[Contour annotation records]
————————
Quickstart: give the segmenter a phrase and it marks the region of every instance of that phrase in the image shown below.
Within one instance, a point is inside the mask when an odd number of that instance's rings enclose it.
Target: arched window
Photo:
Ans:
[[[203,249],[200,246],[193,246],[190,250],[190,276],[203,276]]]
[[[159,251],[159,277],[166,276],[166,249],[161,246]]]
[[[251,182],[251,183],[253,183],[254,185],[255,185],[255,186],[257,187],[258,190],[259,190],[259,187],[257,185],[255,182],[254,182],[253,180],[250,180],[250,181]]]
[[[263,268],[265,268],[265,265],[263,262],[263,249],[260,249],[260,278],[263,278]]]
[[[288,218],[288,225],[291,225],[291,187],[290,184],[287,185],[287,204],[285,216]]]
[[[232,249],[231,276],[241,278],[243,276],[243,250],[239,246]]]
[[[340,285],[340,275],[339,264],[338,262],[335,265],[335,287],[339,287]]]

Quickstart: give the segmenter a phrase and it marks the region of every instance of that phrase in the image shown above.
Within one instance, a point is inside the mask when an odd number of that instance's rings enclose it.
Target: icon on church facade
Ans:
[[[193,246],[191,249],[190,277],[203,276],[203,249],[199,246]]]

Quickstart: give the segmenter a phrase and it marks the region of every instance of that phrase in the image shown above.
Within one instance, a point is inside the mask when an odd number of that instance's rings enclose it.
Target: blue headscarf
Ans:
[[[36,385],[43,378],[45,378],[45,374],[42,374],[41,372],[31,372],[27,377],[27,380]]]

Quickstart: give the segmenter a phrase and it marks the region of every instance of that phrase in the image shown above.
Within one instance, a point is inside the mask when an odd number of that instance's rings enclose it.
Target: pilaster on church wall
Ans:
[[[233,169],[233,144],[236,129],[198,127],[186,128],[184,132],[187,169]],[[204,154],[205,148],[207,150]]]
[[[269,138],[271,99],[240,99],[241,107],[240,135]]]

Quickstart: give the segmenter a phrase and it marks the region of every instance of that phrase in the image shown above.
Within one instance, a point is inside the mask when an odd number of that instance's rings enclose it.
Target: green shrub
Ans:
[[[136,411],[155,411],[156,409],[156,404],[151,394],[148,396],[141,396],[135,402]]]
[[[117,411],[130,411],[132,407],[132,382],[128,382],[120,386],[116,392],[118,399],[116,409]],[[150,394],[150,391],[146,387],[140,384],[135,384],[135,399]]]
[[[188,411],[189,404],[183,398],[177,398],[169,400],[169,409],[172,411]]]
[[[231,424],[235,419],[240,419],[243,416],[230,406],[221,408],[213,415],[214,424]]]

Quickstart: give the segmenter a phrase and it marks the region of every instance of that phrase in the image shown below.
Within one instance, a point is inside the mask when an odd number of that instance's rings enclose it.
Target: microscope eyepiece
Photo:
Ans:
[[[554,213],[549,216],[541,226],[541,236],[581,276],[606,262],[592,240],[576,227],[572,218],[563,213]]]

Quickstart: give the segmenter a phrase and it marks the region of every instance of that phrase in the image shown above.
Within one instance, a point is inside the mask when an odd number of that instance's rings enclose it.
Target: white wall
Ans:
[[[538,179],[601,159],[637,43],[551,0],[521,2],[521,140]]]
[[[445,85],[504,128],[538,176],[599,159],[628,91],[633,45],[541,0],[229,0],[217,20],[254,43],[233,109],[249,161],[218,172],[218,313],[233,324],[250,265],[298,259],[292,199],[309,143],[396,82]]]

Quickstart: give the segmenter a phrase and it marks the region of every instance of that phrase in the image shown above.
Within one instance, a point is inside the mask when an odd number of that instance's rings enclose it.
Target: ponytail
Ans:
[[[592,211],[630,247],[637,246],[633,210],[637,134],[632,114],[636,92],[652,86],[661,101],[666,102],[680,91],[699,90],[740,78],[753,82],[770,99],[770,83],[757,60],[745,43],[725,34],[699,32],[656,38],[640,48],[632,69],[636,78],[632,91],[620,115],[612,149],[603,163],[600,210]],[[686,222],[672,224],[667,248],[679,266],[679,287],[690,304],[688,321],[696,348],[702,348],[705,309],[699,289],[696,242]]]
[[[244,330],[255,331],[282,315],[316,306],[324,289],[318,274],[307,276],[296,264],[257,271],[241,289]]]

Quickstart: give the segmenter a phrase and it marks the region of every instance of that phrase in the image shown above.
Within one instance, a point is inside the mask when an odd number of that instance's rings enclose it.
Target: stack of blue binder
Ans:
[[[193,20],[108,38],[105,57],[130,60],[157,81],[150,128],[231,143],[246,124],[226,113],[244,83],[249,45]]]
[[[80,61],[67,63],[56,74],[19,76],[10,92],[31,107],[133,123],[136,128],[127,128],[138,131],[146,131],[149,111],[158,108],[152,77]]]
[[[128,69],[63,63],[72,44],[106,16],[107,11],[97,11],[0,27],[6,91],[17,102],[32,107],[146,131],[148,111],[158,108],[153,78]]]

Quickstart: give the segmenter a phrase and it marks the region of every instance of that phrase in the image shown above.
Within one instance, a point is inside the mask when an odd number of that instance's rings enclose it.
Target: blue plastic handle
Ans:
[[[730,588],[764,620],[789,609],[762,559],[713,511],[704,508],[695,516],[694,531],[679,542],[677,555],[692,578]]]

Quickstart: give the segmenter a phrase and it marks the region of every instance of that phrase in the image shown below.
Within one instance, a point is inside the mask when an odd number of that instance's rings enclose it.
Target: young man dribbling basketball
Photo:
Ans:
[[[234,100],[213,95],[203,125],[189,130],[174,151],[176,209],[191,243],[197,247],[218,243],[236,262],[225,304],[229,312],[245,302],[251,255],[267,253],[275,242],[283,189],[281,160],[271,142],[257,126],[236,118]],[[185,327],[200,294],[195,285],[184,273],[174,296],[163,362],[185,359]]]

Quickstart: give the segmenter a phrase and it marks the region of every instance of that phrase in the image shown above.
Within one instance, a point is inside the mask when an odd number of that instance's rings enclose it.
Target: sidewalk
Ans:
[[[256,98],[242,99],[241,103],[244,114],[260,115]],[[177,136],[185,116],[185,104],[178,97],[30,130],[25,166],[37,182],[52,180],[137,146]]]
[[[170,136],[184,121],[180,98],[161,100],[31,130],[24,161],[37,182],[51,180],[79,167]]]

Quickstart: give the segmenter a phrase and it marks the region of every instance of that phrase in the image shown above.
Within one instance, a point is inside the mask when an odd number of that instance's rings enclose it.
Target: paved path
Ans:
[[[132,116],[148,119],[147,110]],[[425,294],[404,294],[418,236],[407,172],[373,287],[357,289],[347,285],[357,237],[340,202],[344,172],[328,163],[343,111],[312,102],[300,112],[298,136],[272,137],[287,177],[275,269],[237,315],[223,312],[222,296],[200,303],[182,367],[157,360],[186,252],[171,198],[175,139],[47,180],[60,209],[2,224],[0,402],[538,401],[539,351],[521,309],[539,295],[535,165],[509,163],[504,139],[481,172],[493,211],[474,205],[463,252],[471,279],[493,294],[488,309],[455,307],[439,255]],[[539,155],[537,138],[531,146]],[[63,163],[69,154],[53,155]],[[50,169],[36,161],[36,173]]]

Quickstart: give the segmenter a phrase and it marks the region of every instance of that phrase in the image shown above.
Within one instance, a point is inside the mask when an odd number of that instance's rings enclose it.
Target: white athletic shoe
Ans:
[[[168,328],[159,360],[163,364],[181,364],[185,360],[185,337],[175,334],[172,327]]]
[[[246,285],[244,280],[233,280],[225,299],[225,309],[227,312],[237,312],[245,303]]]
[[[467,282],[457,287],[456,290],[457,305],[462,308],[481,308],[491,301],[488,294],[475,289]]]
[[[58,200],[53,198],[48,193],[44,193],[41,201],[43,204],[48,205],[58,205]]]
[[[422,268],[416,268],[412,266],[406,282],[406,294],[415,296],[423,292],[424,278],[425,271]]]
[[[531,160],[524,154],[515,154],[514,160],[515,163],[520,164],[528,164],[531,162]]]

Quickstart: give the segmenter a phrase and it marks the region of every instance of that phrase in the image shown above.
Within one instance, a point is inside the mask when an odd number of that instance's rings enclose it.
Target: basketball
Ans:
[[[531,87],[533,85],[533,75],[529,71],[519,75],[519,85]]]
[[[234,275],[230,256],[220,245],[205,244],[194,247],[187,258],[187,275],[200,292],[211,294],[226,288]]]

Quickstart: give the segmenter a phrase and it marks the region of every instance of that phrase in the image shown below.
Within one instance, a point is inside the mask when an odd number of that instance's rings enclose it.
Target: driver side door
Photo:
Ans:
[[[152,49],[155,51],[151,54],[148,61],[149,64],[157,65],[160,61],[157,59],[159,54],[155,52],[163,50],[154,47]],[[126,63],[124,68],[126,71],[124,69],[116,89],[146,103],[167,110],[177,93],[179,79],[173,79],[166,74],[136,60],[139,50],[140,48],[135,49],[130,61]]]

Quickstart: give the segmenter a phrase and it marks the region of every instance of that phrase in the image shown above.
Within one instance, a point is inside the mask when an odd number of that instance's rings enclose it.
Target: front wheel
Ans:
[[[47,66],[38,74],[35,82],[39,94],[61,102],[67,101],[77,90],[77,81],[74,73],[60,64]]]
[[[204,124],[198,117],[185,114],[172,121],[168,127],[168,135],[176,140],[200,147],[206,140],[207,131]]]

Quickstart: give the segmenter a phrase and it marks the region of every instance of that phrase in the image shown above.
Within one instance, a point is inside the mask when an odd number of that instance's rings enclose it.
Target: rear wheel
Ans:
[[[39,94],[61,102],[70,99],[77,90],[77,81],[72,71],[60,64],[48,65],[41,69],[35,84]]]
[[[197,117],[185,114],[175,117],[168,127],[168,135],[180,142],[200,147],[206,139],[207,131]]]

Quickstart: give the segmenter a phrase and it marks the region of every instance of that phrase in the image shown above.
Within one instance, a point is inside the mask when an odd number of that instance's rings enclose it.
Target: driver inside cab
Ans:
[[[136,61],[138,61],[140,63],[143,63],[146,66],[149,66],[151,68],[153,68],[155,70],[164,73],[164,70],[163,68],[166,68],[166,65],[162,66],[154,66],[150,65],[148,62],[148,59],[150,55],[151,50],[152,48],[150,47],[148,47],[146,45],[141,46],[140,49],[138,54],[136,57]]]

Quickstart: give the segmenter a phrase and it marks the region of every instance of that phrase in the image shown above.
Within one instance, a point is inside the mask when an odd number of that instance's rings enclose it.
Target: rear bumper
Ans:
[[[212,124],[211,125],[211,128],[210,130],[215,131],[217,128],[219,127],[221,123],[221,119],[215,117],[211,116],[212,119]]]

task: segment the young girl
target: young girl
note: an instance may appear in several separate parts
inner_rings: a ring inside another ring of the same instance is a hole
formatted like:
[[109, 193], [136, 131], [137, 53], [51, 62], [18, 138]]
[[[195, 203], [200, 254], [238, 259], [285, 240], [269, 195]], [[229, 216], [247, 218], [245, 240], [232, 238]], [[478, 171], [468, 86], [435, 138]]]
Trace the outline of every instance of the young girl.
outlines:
————————
▶ _SHORT TASK_
From the line holding "task: segment the young girl" down to the final line above, quote every line exactly and only those lines.

▶ _WORKED SOLUTION_
task: segment the young girl
target: young girl
note: an instance may appear in several separate parts
inner_rings: a ring inside another ring of the same instance is a hole
formatted like:
[[109, 193], [136, 131], [137, 53], [51, 62], [18, 138]]
[[[195, 203], [200, 254], [238, 259], [285, 240], [269, 195]], [[229, 216], [247, 218], [245, 240], [232, 238]], [[478, 171], [468, 86], [435, 138]]]
Trace the outline of every instance of the young girl.
outlines:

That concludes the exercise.